SOURCE PASSAGE:
####

The allocentric object code is comprised of two populations of neurons. First, similarly to extended boundaries, the identity of discrete objects must be coded for by perirhinal neurons (PRo neurons). Second, we hypothesize an allocentric representation of object location, termed object vector cells (OVCs), analogous to BVCs (Figure 3B), with receptive fields at a fixed distance in an allocentric direction.

Interestingly, cells which respond to the presence of small objects and resemble OVCs have recently been identified in the rodent literature (Deshmukh and Knierim, 2013; Hoydal et al., 2017), and could reside in the hippocampus proper or one synapse away. Although we treat them separately, BVCs and OVCs could in theory start out as one population in which individual cells specialize to respond only to specific types of object with experience (e.g. to small objects in the case of OVCs; see Barry and Burgess, 2007).

The role of perirhinal neurons

Request a detailed protocol

OVCs, like BVCs and parietal window (PWo and PWb) neurons signal geometric relations between object or boundary locations and the agent, but not the identity of the object or boundary. OVCs and BVCs fire for any object or boundary occupying their receptive fields. Conversely, an object’s or boundary’s identity is indicated, irrespective of its location, by perirhinal neurons. They lie at the apex of the ventral visual stream (the ‘what’ pathway; Ungerleider, 1982; Mishkin et al., 1983; Goodale and Milner, 1992; Davachi, 2006; Valyear et al., 2006) and encode the identities or sensory characteristics of boundaries and objects, driven by a visual recognition process which is not explicitly modeled. Only in concert with perirhinal identity neurons does the object or boundary code uniquely represent a specific object or boundary at a specific direction and distance from the agent.

Connections among medial temporal lobe populations

Request a detailed protocol

BVCs and OVCs have reciprocal connections to the transformation circuit, allowing them to be driven by perceptual inputs (‘bottom up’), or to project their representations to the parietal window (‘top down’).

####

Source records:
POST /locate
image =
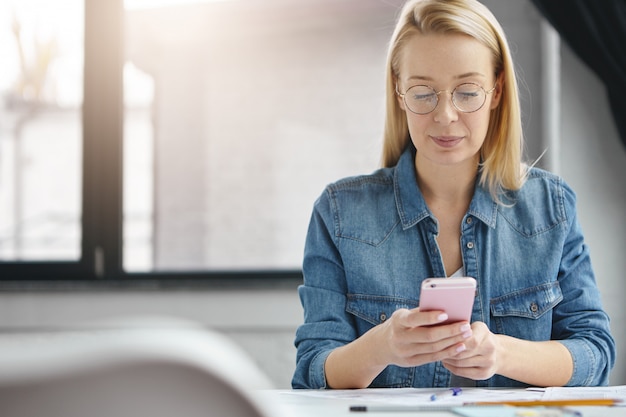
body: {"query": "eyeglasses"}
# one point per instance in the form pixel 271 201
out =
pixel 466 98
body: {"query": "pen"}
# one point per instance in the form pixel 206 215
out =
pixel 401 408
pixel 552 403
pixel 452 392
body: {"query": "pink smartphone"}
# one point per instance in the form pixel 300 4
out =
pixel 455 296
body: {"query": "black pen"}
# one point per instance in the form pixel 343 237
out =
pixel 401 408
pixel 452 392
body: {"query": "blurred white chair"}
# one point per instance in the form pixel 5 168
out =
pixel 139 370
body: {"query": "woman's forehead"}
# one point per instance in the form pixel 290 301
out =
pixel 435 56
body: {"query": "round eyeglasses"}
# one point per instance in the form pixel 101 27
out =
pixel 466 98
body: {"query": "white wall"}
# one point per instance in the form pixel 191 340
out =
pixel 592 161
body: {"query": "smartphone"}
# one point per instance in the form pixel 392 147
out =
pixel 455 296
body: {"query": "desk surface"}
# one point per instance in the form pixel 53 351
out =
pixel 337 403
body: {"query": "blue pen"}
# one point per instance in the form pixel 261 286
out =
pixel 452 392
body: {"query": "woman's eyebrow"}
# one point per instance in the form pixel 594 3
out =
pixel 456 77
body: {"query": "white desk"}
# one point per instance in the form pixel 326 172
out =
pixel 304 403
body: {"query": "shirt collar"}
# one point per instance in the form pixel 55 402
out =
pixel 410 202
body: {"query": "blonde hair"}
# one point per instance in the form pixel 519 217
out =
pixel 501 153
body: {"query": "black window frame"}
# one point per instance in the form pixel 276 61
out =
pixel 100 265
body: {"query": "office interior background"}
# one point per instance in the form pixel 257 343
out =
pixel 233 116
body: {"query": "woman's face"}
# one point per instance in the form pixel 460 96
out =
pixel 447 136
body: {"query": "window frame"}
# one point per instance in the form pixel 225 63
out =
pixel 101 264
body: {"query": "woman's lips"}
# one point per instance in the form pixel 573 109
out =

####

DIRECTIONS:
A. List the works that the passage on allocentric object coding cites for the ventral visual stream.
B. Write a continuation of the passage on allocentric object coding, starting after its final sentence.

ANSWERS TO THIS EXERCISE:
A. Ungerleider, 1982; Mishkin et al., 1983; Goodale and Milner, 1992; Davachi, 2006; Valyear et al., 2006

B.
For simulations of the agent in a familiar environment, the connectivity among the medial temporal lobe populations which comprise the spatial context (PCs, BVCs, PRb neurons) is learned in a training phase, resulting in an attractor network, such that mutual excitatory connections between neurons ensure pattern completion. Hence, partial activity in a set of PCs, BVCs, and/or PRb neurons - will re-activate a complete, previously learned representation of spatial context in these populations. OVCs and PRo neurons are initially disconnected from the populations that represent the spatial context. The simulated agent can then explore the environment and encode objects into memory along the way.

The head direction attractor network and the transformation circuit

Request a detailed protocol

Head direction cells (HDCs) are arranged in a simple ring-attractor circuit (Skaggs et al., 1995; Zhang, 1996). Current head direction, encoded by activity in this attractor circuit, is updated by angular velocity information as the agent explores the environment. The head direction signal enables the egocentric-allocentric transformation carried out by retrosplenial cortex.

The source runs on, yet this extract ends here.